**The task:** A faithful copy of the entries is needed, one that leaves out the pictures.

*** The records ***

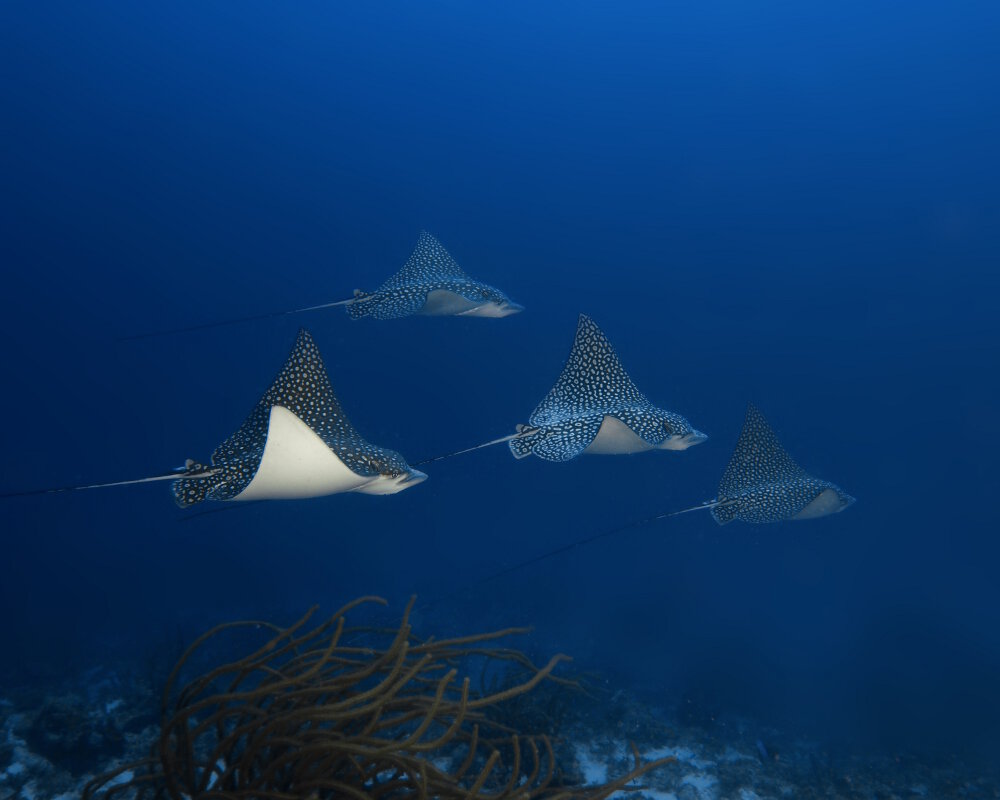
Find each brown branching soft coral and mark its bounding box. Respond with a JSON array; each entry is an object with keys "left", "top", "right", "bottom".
[{"left": 84, "top": 596, "right": 672, "bottom": 799}]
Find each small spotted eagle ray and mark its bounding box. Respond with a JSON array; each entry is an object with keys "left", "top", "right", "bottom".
[
  {"left": 347, "top": 231, "right": 523, "bottom": 320},
  {"left": 703, "top": 402, "right": 855, "bottom": 524},
  {"left": 472, "top": 402, "right": 855, "bottom": 584},
  {"left": 414, "top": 314, "right": 706, "bottom": 467},
  {"left": 1, "top": 330, "right": 426, "bottom": 504},
  {"left": 510, "top": 314, "right": 706, "bottom": 461},
  {"left": 121, "top": 232, "right": 521, "bottom": 340}
]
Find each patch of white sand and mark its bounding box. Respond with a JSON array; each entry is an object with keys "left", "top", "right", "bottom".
[
  {"left": 680, "top": 771, "right": 719, "bottom": 800},
  {"left": 644, "top": 745, "right": 715, "bottom": 770},
  {"left": 574, "top": 743, "right": 609, "bottom": 785},
  {"left": 722, "top": 746, "right": 756, "bottom": 763}
]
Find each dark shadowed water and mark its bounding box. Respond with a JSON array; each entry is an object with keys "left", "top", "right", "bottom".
[{"left": 2, "top": 0, "right": 999, "bottom": 792}]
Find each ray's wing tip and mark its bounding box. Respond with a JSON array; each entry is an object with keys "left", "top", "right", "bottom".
[{"left": 745, "top": 401, "right": 767, "bottom": 422}]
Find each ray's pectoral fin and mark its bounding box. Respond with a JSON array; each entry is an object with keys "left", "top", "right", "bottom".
[
  {"left": 584, "top": 414, "right": 655, "bottom": 455},
  {"left": 234, "top": 405, "right": 370, "bottom": 501},
  {"left": 420, "top": 289, "right": 483, "bottom": 316},
  {"left": 792, "top": 487, "right": 852, "bottom": 520}
]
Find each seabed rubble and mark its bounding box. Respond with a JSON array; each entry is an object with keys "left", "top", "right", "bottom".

*** End of The records ***

**Task result:**
Find each brown branching soft coral and mark its bounding box. Respond with a JSON array; each entry is an object with keys "left", "top", "right", "bottom".
[{"left": 84, "top": 596, "right": 672, "bottom": 799}]
Find each small spotted eagle ray and mark its bounding box. Respond with a JSON array; each entry is an object with keys "left", "top", "right", "bottom".
[
  {"left": 347, "top": 231, "right": 523, "bottom": 320},
  {"left": 703, "top": 402, "right": 855, "bottom": 524},
  {"left": 472, "top": 402, "right": 855, "bottom": 584},
  {"left": 414, "top": 314, "right": 706, "bottom": 467},
  {"left": 1, "top": 330, "right": 426, "bottom": 504},
  {"left": 510, "top": 314, "right": 706, "bottom": 461},
  {"left": 121, "top": 232, "right": 521, "bottom": 340}
]
Find each patch of white sand and mark its bounding box. Respond with a JSON array; each entry is an object with keys "left", "top", "right", "bottom".
[
  {"left": 680, "top": 771, "right": 719, "bottom": 800},
  {"left": 644, "top": 745, "right": 715, "bottom": 770},
  {"left": 574, "top": 743, "right": 609, "bottom": 785},
  {"left": 722, "top": 746, "right": 756, "bottom": 763}
]
Find each dark shadowed water and mark its bounding box. Respond with a JSON array; each entry is an object with keys "left", "top", "right", "bottom".
[{"left": 2, "top": 0, "right": 999, "bottom": 792}]
Find each ray's wing tip and mark its bounding box. Respond with a JSON array; each entry is an object with keys "left", "top", "right", "bottom".
[{"left": 745, "top": 401, "right": 767, "bottom": 422}]
Find each ray's pectoral fin and mark its bounding box. Respond with a JSON array; each entry is an object with keys "left", "top", "right", "bottom".
[
  {"left": 584, "top": 414, "right": 655, "bottom": 455},
  {"left": 234, "top": 405, "right": 370, "bottom": 501},
  {"left": 420, "top": 289, "right": 483, "bottom": 316},
  {"left": 792, "top": 487, "right": 852, "bottom": 520}
]
Find each seabed rubble and mark its bounding box. Respond with a JSON array; each entry is an object with keys "left", "top", "right", "bottom".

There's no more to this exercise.